§ **A fazer**
Indique todas as pessoas nomeadas no texto fornecido, com exceção de Paulo Rangel.

§ **Texto fornecido**
»»
Num ponto, todavia, Paulo Rangel está absolutamente certo. Como se reproduz a páginas 132, «a questão da adopção de uma Constituição pela União Europeia apresenta-se, no essencial, como uma questão falsa: com efeito, quer se goste quer não, já existe (ou preexiste) uma Constituição Europeia e um Direito constitucional europeu».

Infelizmente, Paulo Rangel está certo. Não existe formalmente uma Constituição Europeia mas existe informalmente e, mais grave do que isso, uma vez sobrepor-se o direito europeu aos direitos nacionais, na verdade, a diluição dos estados europeus num Estado Europeu, é já um facto, com ou sem Constituição Europeia, com ou sem a plena afirmação dos «esquemas federalistas», para usar a bela expressão de Rangel.

Tudo isto, porém, é apenas uma brincadeira. Grave, muito mais grave, é quando chegamos a páginas 138 e Paulo Rangel, se arvora em intérprete dos destinos de Portugal e se põe a discorrer sobre «Portugal: Quinto Império ou Europa».

Como seria quase inevitável, Paulo Rangel não deixe de começar por explorar os lugares comuns das mais ordinárias interpretações do Quinto Império, não deixando de citar desde Fernão Lopes até Camões e, claro está, o Padre António Vieira, chegando ao desplante de escrever, referindo-se sempre ao que imagina ser o Quinto Império: «Em Vieira, inscreve-se num plano ainda parcialmente temporal, físico ou político (de legitimação da Restauração); mais tarde, num plano puramente espiritual ou cultural até chegar à completa desmaterialização da pátria, do território e da geografia («a minha pátria é a língua portuguesa», diz Pessoa)».

Para além da disparata verborreia à qual já nos começamos a habituar, como sendo da mais elementar evidência a patetice da «desmaterialização da pátria, do território e da geografia», o abuso de Fernando Pessoa é mais grave.
««
§ **Registos de dados**
»»
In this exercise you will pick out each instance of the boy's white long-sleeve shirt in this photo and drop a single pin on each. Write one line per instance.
««
»»
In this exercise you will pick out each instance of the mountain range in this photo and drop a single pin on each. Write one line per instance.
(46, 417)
««
»»
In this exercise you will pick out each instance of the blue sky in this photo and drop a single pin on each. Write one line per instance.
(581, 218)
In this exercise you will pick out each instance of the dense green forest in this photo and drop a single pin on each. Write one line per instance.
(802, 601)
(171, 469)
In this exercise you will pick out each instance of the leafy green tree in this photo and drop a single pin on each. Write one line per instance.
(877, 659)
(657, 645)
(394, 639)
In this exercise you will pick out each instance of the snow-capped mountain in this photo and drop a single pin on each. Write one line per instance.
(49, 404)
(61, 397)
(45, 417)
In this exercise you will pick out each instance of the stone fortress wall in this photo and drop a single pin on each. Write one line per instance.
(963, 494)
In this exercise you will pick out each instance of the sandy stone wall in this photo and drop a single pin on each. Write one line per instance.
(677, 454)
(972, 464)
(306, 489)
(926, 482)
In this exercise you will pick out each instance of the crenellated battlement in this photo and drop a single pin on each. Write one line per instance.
««
§ **Em resposta**
As pessoas nomeadas são Fernão Lopes, Camões, o Padre António Vieira e Fernando Pessoa.